TAREA PLANTEADA:
Responda según el texto sobre el cambio de las lenguas:
(a) ¿A quién se atribuye la cita inicial?
(b) ¿En qué nos apoyamos para ir hilvanando palabras sueltas?
(c) ¿Cuál es la tónica que señala el texto y con qué fin?

TEXTO DE LECTURA:

<<<<

“Me gusta tanto que no me gusta que le
guste a otras personas. Es un amor, así, celoso.”
Jorge Luis Borges
Las lenguas cambian, y el proceso
puede ser tan lento como apresurado. Casi que aprendemos a hablar sin darnos
cuenta, nuestro entorno familiar inmediato focaliza su atención en discernir si
nuestra primera palabra es una palabra, o si continuamos nuestros balbuceos de
bebés. Así nace el proceso comunicacional con el lenguaje. Nos cuesta hablar,
pero apoyados en la imitación, vamos hilvanando palabras sueltas que pueden
obtener un significado. En este arte, quizás reside uno de los encantos del desarrollo
e interacción de un bebé. Pero cuando de jóvenes o adultos retornamos al
balbuceo y a la economía de palabras como tendencia de moda promovida por las
redes sociales, no parece encantador. Al menos para los que peinamos canas, la
ortografía es materia de filólogos o bien hablados. La tónica es la reducción,
para hacer más simple la comunicación y más popular. ¡Vamos a discutirlo!

>>>>

Entradas almacenadas

<<<<

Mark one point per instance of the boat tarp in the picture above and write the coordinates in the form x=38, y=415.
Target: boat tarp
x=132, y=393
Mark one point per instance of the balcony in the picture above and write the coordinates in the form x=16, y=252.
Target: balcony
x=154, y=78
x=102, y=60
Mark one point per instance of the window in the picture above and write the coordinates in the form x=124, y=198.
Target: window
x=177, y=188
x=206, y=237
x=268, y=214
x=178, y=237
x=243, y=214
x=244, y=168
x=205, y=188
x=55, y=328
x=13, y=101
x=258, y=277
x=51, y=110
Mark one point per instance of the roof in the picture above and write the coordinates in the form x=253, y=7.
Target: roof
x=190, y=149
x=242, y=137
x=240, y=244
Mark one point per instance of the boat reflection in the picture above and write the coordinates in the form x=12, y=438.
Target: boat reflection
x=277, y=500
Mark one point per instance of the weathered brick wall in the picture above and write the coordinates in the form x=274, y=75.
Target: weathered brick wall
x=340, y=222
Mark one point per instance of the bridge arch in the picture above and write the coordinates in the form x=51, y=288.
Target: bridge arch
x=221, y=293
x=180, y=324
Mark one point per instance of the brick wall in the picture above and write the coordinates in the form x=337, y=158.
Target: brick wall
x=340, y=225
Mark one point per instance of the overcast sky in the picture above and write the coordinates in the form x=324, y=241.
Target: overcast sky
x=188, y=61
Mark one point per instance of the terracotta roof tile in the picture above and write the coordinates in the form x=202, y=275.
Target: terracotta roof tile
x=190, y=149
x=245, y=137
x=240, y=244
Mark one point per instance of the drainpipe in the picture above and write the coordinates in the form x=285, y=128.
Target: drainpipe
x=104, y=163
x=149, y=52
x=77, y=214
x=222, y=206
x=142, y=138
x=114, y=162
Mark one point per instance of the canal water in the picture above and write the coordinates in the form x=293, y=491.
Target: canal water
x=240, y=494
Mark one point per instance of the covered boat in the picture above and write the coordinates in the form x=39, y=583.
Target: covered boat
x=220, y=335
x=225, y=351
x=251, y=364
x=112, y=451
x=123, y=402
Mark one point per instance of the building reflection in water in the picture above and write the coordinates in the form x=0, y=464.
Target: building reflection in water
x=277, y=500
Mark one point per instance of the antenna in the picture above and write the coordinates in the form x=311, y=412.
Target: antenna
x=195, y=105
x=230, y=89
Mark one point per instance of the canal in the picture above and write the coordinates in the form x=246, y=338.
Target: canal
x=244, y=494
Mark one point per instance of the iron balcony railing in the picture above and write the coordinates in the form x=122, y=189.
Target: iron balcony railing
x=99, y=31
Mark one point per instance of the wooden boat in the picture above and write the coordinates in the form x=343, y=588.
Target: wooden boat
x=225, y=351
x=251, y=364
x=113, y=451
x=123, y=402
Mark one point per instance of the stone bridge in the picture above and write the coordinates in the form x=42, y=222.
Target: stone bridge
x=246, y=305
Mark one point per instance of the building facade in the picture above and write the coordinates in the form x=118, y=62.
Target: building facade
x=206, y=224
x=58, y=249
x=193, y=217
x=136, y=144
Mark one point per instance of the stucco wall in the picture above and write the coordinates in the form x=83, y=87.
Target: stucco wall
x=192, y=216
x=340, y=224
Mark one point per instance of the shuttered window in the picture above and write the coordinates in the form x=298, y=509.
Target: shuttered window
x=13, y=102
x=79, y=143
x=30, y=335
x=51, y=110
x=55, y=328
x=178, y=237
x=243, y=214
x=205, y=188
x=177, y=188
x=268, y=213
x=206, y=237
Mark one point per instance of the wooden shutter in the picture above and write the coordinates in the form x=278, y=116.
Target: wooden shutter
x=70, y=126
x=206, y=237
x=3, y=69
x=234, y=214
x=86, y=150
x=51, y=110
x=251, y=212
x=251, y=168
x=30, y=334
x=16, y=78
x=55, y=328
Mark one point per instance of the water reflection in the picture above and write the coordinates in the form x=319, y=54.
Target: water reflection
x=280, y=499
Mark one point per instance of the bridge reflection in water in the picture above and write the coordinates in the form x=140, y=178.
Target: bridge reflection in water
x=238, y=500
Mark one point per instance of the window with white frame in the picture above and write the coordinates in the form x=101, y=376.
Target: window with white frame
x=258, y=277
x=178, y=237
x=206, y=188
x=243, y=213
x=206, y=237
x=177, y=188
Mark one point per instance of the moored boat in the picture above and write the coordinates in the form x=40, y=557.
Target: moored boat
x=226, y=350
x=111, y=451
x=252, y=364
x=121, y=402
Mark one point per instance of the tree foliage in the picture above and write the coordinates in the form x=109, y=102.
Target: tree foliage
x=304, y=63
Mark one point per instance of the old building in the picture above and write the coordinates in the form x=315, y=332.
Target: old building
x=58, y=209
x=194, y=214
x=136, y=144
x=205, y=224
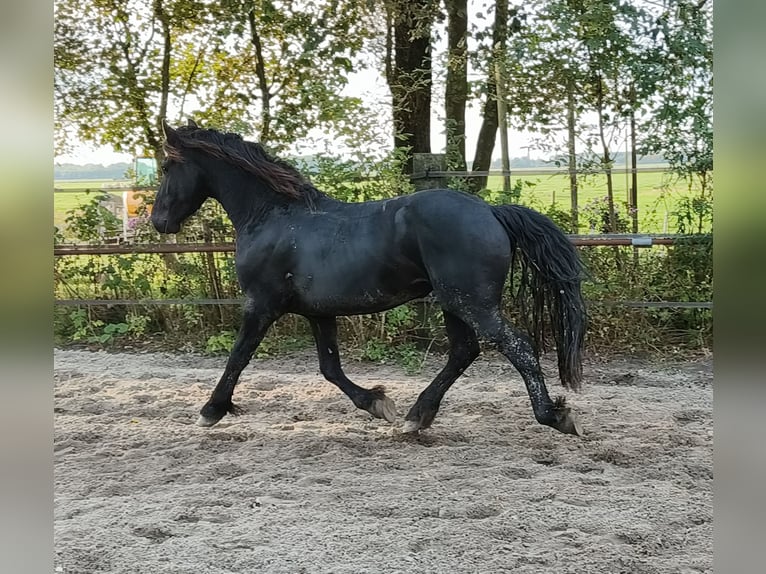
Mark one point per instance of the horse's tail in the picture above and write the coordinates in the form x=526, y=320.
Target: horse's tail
x=551, y=272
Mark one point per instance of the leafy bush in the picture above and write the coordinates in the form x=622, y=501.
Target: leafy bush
x=402, y=335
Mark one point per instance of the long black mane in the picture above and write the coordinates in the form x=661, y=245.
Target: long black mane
x=252, y=157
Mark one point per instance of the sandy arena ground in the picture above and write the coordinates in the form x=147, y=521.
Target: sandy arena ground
x=304, y=482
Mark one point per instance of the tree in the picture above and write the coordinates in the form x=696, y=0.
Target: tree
x=275, y=68
x=680, y=124
x=409, y=73
x=456, y=87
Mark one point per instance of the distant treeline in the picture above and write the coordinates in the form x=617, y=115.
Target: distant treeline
x=118, y=170
x=90, y=171
x=619, y=160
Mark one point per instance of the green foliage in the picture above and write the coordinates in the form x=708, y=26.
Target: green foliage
x=91, y=221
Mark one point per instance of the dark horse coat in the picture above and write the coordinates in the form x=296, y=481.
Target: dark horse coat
x=301, y=251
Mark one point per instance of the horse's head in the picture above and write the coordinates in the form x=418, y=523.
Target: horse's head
x=182, y=190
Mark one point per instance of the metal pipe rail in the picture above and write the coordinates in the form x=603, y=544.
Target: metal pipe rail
x=607, y=239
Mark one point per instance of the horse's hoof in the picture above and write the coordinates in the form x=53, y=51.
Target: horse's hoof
x=383, y=408
x=569, y=424
x=410, y=427
x=203, y=421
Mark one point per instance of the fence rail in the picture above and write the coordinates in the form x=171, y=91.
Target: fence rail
x=522, y=171
x=606, y=239
x=162, y=302
x=155, y=248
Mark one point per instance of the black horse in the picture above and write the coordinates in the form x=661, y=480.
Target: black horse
x=301, y=251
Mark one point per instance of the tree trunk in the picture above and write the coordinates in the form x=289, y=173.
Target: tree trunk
x=482, y=159
x=409, y=78
x=263, y=84
x=456, y=92
x=572, y=155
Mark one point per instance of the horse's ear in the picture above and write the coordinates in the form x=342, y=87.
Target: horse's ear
x=170, y=134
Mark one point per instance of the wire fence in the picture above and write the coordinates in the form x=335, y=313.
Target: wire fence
x=638, y=241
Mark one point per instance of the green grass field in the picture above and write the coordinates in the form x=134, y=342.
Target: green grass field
x=659, y=194
x=63, y=202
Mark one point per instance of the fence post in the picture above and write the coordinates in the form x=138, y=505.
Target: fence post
x=427, y=162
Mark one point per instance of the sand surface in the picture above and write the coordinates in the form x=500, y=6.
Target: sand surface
x=305, y=482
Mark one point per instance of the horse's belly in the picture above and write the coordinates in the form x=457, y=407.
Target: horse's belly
x=359, y=299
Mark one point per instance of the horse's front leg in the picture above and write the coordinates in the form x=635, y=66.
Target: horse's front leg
x=255, y=323
x=374, y=400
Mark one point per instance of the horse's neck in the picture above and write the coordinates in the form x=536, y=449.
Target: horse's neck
x=246, y=200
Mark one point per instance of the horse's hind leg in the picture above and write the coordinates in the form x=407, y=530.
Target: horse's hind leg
x=464, y=348
x=517, y=348
x=374, y=401
x=255, y=323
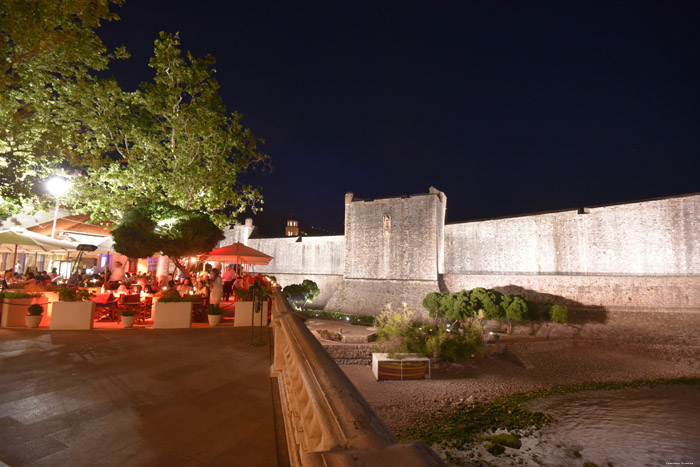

>>>>

RESPUESTA CORRECTA:
(a) A Jorge Luis Borges.
(b) En la imitación.
(c) La reducción, para hacer más simple la comunicación y más popular.